(SELECTED EXCERPT):
ICF: Socially Assistive Walker To Promote The Health And Well-being In Older Adults

Lead Research Organisation: University of the West of England
Department Name: Faculty of Environment and Technology

Abstract

This proposal is based on robust evidence around the need for physical and social care during ageing. Assistance and monitoring are required to secure better health and wellbeing for individuals as they age. As isolation and reduced access to health services are critical issues for older adults, we need to develop a robotic assistive tool that will push the boundaries of existing physical assistive devices by integrating the functionalities of a social agent to address isolation, loneliness, and diminished independence. This project will develop a multimodal robotic platform to assist and monitor people with neurodegenerative conditions associated with typical and atypical ageing and the potential development of mental health conditions.

(INFORMATION):

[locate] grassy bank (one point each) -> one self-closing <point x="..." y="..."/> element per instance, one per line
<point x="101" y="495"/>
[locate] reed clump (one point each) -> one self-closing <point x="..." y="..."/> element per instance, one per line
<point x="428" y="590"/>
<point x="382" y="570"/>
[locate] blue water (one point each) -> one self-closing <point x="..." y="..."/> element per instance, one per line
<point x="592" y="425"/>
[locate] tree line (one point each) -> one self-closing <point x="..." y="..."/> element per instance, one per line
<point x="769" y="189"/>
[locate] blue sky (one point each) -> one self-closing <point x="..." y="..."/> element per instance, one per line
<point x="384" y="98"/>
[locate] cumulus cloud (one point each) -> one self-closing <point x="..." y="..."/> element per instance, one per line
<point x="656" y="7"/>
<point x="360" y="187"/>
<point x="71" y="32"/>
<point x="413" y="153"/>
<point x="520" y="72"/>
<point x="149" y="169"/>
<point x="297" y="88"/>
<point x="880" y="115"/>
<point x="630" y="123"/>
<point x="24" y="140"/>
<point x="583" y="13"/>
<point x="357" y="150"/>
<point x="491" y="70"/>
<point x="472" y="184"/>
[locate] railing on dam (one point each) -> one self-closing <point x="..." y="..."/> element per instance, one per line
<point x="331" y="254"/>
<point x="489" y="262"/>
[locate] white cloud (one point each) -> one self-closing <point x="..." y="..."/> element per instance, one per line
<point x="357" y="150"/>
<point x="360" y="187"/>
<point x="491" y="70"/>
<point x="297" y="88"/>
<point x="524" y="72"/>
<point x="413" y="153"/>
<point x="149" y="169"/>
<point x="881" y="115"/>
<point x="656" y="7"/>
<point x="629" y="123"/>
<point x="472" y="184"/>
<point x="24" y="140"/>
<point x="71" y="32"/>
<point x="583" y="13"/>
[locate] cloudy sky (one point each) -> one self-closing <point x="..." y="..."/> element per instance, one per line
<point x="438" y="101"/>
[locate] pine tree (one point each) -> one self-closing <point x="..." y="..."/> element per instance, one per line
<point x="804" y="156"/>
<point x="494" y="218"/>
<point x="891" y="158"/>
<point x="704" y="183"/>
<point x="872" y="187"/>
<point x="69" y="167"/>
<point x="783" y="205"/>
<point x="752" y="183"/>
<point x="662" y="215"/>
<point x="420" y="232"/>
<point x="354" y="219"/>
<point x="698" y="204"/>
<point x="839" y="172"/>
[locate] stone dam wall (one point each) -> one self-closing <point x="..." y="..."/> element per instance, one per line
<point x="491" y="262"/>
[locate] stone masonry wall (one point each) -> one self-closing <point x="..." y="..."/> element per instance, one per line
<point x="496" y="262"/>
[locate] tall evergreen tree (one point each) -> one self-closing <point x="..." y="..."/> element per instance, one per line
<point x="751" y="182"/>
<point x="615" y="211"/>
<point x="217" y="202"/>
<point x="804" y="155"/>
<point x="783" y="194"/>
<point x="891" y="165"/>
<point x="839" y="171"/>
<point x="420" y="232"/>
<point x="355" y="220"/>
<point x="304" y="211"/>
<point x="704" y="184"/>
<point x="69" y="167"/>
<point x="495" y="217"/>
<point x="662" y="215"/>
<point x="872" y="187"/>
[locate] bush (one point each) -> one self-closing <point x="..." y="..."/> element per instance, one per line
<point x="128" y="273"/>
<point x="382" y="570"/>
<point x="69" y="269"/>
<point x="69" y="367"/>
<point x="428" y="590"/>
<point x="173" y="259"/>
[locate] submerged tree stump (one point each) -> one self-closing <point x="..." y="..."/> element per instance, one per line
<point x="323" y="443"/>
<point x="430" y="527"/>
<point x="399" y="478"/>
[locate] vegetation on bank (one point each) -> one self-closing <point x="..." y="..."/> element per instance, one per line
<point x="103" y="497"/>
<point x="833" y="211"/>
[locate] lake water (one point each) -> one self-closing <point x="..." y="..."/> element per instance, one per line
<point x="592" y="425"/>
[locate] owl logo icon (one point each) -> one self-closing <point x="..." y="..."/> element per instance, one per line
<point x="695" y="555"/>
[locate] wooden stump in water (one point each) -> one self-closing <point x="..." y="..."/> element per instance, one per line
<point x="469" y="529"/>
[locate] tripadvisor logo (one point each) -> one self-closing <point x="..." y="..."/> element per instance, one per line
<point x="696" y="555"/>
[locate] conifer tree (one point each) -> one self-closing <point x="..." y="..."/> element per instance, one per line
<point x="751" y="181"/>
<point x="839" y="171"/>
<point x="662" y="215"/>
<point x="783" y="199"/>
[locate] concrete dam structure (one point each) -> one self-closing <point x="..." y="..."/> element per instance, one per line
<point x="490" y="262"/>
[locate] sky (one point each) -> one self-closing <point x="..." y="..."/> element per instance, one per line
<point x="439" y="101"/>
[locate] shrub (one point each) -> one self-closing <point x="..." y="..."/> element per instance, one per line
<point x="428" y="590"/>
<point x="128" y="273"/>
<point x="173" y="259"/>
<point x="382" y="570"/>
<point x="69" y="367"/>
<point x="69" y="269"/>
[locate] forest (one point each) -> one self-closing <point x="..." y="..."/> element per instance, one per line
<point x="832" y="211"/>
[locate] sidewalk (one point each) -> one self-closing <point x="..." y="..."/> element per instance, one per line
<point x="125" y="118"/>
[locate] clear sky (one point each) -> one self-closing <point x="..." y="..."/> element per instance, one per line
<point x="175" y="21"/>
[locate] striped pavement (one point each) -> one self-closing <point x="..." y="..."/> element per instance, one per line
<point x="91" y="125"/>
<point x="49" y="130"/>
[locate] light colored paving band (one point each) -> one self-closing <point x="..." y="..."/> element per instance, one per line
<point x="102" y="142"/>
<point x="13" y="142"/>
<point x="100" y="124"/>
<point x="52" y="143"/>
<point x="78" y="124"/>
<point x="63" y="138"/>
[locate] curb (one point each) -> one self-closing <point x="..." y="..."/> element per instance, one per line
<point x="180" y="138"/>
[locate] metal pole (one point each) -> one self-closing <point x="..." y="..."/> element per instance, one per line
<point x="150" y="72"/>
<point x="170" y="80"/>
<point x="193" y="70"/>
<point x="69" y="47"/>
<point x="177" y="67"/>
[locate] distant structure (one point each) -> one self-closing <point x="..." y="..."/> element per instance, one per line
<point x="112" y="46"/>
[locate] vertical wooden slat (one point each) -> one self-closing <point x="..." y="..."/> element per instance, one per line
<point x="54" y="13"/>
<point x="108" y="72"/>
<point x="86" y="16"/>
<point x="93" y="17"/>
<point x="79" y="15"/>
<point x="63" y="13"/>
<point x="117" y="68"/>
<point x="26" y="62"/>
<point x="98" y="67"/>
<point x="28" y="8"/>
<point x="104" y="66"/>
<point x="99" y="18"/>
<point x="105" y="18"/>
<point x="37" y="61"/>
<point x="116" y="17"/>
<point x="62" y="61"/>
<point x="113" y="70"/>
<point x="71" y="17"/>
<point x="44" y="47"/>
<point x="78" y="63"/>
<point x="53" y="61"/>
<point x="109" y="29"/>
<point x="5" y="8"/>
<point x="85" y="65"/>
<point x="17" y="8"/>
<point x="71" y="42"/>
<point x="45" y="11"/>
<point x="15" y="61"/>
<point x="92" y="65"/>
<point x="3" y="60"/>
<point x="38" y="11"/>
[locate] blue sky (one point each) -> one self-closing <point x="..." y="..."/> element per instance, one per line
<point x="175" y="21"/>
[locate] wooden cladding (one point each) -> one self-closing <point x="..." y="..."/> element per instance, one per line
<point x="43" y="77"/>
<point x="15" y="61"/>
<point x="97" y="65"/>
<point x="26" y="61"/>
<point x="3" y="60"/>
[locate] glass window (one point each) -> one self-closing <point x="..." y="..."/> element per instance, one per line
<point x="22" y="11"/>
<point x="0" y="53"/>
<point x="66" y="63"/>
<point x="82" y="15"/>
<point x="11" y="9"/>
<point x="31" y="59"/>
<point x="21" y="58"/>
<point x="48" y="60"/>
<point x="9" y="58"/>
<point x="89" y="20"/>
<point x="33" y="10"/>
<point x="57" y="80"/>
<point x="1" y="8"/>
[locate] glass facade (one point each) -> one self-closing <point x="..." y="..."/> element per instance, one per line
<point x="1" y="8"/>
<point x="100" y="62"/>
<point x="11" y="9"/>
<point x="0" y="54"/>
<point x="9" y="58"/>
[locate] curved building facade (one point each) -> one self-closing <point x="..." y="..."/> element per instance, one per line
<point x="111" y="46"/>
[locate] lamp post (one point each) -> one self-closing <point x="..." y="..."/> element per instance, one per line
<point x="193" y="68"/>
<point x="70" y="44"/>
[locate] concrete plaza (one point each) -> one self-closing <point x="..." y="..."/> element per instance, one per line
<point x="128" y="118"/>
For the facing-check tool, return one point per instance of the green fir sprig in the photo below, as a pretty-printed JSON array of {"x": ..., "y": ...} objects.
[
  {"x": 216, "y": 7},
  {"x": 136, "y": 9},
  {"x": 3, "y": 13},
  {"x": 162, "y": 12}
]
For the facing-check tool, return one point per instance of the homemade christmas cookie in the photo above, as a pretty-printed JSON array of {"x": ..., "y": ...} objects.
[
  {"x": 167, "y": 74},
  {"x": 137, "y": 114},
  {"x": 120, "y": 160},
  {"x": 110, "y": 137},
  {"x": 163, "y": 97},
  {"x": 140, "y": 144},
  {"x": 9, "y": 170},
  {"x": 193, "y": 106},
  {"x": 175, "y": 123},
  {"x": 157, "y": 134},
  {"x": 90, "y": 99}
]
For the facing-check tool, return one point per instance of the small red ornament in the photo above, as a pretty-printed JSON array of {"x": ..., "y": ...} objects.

(EXERCISE INSTRUCTIONS):
A – List the three problems that the project abstract says the robotic assistive tool should address by integrating the functionalities of a social agent.
B – Summarize the project abstract in two sentences.

(SOLUTION SET):
A –
- Isolation
- Loneliness
- Diminished independence

B – Because older adults need physical and social care, and isolation and reduced access to health services are critical issues for them, the proposal calls for a robotic assistive tool that adds a social agent's functionalities to physical assistive devices. The project will develop a multimodal robotic platform to assist and monitor people with neurodegenerative conditions associated with typical and atypical ageing and the potential development of mental health conditions.